Repeat all of the records verbatim.
....................
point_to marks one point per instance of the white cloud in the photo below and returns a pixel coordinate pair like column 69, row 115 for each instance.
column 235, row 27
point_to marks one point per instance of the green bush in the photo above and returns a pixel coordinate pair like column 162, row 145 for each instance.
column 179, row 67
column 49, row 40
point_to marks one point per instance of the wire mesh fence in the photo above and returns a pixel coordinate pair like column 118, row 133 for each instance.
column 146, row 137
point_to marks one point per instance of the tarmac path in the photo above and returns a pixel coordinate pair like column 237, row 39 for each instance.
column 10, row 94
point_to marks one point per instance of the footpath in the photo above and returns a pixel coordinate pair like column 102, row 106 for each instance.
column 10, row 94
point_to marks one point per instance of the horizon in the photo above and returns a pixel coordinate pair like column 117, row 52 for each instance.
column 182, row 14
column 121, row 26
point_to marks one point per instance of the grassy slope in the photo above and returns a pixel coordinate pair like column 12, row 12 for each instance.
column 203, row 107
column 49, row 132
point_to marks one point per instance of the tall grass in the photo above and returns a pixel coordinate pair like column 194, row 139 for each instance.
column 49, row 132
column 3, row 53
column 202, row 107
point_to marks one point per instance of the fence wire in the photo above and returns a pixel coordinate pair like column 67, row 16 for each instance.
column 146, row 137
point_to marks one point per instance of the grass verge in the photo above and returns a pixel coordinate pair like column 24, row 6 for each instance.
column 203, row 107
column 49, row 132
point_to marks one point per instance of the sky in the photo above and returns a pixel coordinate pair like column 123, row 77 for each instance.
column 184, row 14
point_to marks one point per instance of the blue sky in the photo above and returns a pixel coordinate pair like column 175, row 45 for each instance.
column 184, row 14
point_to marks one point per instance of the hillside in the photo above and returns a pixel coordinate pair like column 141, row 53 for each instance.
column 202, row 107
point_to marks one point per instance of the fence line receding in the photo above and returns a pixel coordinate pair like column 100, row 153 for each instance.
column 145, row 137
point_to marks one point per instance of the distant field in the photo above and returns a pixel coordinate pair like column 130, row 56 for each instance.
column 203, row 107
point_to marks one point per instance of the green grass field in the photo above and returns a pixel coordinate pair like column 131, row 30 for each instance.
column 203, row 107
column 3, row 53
....................
RESULT OF THIS TASK:
point_to marks one point per instance of the white cloud in the photo below and returns a pixel coordinate pair like column 69, row 115 for each instance.
column 235, row 27
point_to marks one point per instance of the green bush in the photo above and returns a pixel coordinate pair like column 162, row 145 for each instance.
column 179, row 67
column 49, row 40
point_to marks one point per instance of the wire mesh fence in the photo above and returns a pixel coordinate pair like column 118, row 133 for each instance.
column 146, row 137
point_to marks one point per instance of the tarmac path in the photo above and returns a pixel coordinate pair like column 237, row 39 for each instance.
column 10, row 94
point_to marks one point per instance of the footpath in the photo above and returns a pixel coordinate pair like column 102, row 106 for each instance.
column 10, row 94
point_to marks one point per instance of the horizon in the photo above and returns a pixel coordinate pair like column 117, row 52 for each instance.
column 182, row 14
column 121, row 26
point_to marks one point per instance of the grassy slope in the photo above and returns a pixel coordinate pair like column 12, row 12 for each instance.
column 203, row 107
column 49, row 132
point_to marks one point per instance of the tall grass in the photo above and returns a pixel coordinate pair like column 194, row 139 for each instance.
column 49, row 132
column 3, row 53
column 202, row 107
point_to marks one point per instance of the fence wire in the photo above and returns a pixel coordinate pair like column 67, row 16 for each instance.
column 146, row 137
point_to marks one point per instance of the grass verge in the photo above and returns a pixel coordinate pair like column 24, row 6 for each instance.
column 203, row 107
column 49, row 132
point_to marks one point per instance of the sky in the photo above and returns a pixel coordinate pair like column 123, row 77 for each instance.
column 184, row 14
point_to marks one point per instance of the blue sky in the photo above and returns a pixel coordinate pair like column 175, row 45 for each instance.
column 184, row 14
point_to marks one point per instance of the hillside in the photo above and returns a pixel coordinate pair like column 141, row 53 for each instance.
column 202, row 107
point_to marks one point per instance of the fence line receding in the photo above and returns a pixel coordinate pair like column 100, row 153 for each instance.
column 145, row 137
point_to marks one point per instance of the distant field in the photo above and returns a pixel coordinate pair like column 130, row 56 for each instance.
column 203, row 107
point_to marks one point per instance of the green grass field in the photo above and returns a pixel coordinate pair like column 131, row 30 for each instance.
column 203, row 107
column 3, row 53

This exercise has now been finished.